Given information:
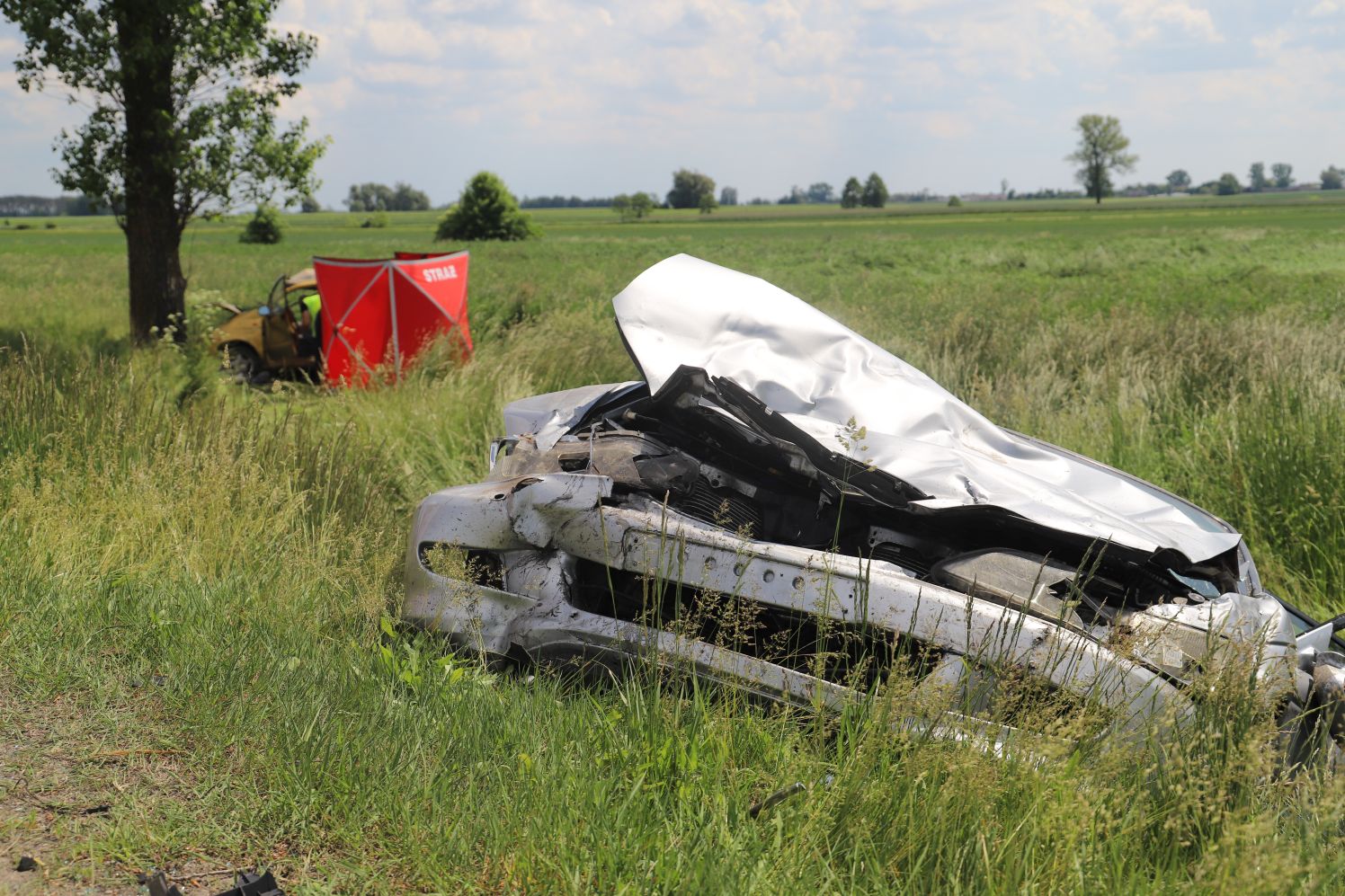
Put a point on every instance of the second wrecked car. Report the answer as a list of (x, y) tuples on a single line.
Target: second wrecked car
[(784, 506)]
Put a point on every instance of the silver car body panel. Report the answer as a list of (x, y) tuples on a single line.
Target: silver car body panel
[(591, 529)]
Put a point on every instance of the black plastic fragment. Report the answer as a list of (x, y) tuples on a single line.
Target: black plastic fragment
[(253, 884), (776, 798), (159, 885)]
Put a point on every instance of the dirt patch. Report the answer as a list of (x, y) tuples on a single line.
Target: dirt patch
[(73, 776)]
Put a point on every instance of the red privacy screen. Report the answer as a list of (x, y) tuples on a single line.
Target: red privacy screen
[(377, 315)]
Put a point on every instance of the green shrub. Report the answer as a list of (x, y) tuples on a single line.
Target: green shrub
[(263, 227), (485, 210)]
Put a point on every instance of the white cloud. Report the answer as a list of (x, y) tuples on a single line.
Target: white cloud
[(1154, 19), (597, 96), (403, 38)]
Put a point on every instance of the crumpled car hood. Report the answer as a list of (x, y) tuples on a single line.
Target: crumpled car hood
[(821, 376)]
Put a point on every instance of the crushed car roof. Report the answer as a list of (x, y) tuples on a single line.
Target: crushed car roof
[(824, 378)]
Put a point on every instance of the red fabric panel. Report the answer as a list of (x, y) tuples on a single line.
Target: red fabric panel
[(425, 297), (432, 299)]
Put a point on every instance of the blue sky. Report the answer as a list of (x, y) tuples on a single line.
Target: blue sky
[(594, 99)]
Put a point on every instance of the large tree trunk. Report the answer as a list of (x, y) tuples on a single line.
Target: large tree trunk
[(146, 46)]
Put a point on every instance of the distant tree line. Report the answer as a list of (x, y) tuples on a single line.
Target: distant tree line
[(379, 197), (564, 202), (48, 206)]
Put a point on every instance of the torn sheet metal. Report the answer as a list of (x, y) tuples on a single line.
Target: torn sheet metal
[(821, 374), (712, 521)]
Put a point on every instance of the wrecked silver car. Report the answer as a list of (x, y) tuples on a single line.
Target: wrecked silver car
[(784, 506)]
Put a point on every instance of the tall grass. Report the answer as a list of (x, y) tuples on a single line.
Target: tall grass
[(211, 569)]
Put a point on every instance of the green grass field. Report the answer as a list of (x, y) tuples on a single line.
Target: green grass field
[(197, 577)]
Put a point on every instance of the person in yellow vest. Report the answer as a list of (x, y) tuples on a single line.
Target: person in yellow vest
[(309, 324)]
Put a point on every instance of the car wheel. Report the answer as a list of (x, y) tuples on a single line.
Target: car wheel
[(241, 360)]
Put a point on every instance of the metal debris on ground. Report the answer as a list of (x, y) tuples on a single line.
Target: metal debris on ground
[(783, 506)]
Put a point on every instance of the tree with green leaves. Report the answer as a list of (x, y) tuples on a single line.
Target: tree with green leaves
[(632, 206), (263, 226), (688, 189), (875, 192), (183, 102), (485, 210), (1257, 179), (821, 192), (851, 194), (1101, 151)]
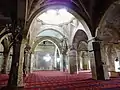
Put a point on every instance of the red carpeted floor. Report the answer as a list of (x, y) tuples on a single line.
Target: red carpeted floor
[(56, 80)]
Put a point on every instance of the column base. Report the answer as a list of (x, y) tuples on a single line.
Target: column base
[(114, 74), (12, 88)]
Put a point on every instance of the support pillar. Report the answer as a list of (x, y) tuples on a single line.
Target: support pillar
[(72, 61), (4, 65), (98, 61), (16, 72)]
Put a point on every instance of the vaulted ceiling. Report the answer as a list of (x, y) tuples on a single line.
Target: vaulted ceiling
[(95, 9)]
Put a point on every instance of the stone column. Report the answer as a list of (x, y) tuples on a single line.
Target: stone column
[(61, 62), (98, 61), (4, 65), (72, 55), (16, 72), (92, 59), (27, 58), (55, 58)]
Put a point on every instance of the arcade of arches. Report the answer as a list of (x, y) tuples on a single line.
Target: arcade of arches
[(68, 36)]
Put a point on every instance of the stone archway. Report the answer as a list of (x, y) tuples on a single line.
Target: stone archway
[(108, 35)]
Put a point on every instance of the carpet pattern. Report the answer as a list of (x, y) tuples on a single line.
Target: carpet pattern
[(56, 80)]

The request:
Reproduce the whole listing above word for word, with the pictures left out.

Solution for this problem:
Put a point on every instance of the second wrecked car. Report the answer as a list of (x, y) tuples on a single line.
Target: second wrecked car
[(784, 506)]
Put a point on every instance of the silver car body panel. Report the answer as a list of (x, y) tuples on a single line.
Target: silver car body panel
[(591, 529)]
Put a point on every instance of the black plastic fragment. Report the answer as a list of (x, y) tuples on a single line.
Target: black plastic fragment
[(253, 884), (776, 798), (159, 885)]
Put a point on every instance of the dirt patch. Report the answer as a list of (x, y) tuples on a single line.
Target: dirt patch
[(73, 776)]
Put a point on every instance of the red privacy screen. Report the answer as a list of (x, y) tuples on a single line.
Target: red privacy screen
[(377, 315)]
Put a point on every instance of the green shrub. Report the answer as a list of (x, y) tuples on a single line.
Target: green shrub
[(263, 227), (485, 210)]
Put a point on every instance of the white cloud. Report the answer as a list of (x, y) tuples on a single line.
Target: white cloud
[(1154, 19), (597, 96), (403, 38)]
Put a point on every instance of the crumpled car hood. Report the answer as a list of (x, y) tuples on a single line.
Target: crumpled car hood
[(821, 376)]
Put a point on every instance of the crushed car roof. Report the answer as a list of (x, y) tuples on a single line.
Target: crushed car roof
[(824, 378)]
Put a point on every instance of the red fabric panel. Report the answer as a list of (x, y) tuples on a single line.
Target: red fabric panel
[(425, 297), (432, 299)]
Put a point on every instance of the blue sky. Report the answer as a list of (x, y) tuples on a single line.
Target: blue sky
[(594, 99)]
Put a point on every instance of the large tree trunk. Report the answer as a list of (x, y) tuples on a single line.
Target: large tree trunk
[(146, 46)]
Put a point on every instance of the distant tree line. Report the answer as a list of (x, y) tuples on a single line.
Target: distant tree line
[(379, 197), (564, 202), (48, 206)]
Put a point on every instance of the torn sheet metal. Report the answer as a list of (x, y) tuples on a single line.
Target: torn sheet metal
[(821, 374), (712, 521)]
Put a point on every instance of the wrecked silver car. Report the answer as a list of (x, y) tuples on a single line.
Target: wrecked silver car
[(784, 506)]
Put a point on every instance of the tall grass. Report the answer as a list of (x, y) tuples on a single line.
Target: tall grass
[(211, 569)]
Put a point on every instance of the green grass field. Report the answer as a list of (x, y) tuples on a single line.
Target: green grass field
[(197, 577)]
Put a point on every instance of the person in yellow vest. Report the answer as a list of (x, y) tuples on a single line.
Target: person in yellow vest
[(309, 324)]
Put a point on every instance of the car wheel. Report the answer as a list of (x, y) tuples on a single line.
Target: car wheel
[(241, 360)]
Put a point on every instance of the metal debris on ground. Report the answer as a list of (x, y) tuples on a single line.
Target: metal debris on ground
[(783, 506)]
Put a point on every instance of the tree with green leaves. Report the answer as a list of (x, y) tuples on a single line.
Target: tree with green leaves
[(632, 206), (263, 226), (688, 189), (875, 192), (183, 102), (485, 210), (1257, 179), (821, 192), (851, 194), (1101, 151)]
Put a point on every instance of the red carpeted floor. Report the answer as a list of (x, y) tuples on a single line.
Target: red carpeted floor
[(56, 80)]
Put a point on every instance of the column base. Report the answer as a list of (x, y) tuples on a single line.
Target: column base
[(114, 74), (12, 88)]
Put a point on every instance of the support pillar. Report the answer as a list of (x, y) tuples on a single line.
Target: support pillar
[(72, 61), (4, 65), (98, 61), (16, 72)]
Put a point on every instance of the vaulted ceiling. Report the answer as a list of (x, y) tuples on a single line.
Target: vaulted ceiling
[(95, 9)]
Put a point on every instance of the stone column. Report the answer as a list of (x, y) tuples on a single line.
Target: stone column
[(61, 62), (98, 61), (4, 65), (72, 55), (16, 72), (92, 59), (27, 58), (55, 58)]
Put a point on every instance of the arcade of arches. Report the answer as a list of (x, y) tuples on a single line.
Target: arcade of arches
[(68, 36)]
Put a point on every instance of the stone archway. Report the answer as a list of (x, y) tuples on a single line.
Target: stone archway
[(108, 35)]
Put a point on every instance of the carpet pattern. Report the answer as a list of (x, y) tuples on a single line.
Target: carpet pattern
[(56, 80)]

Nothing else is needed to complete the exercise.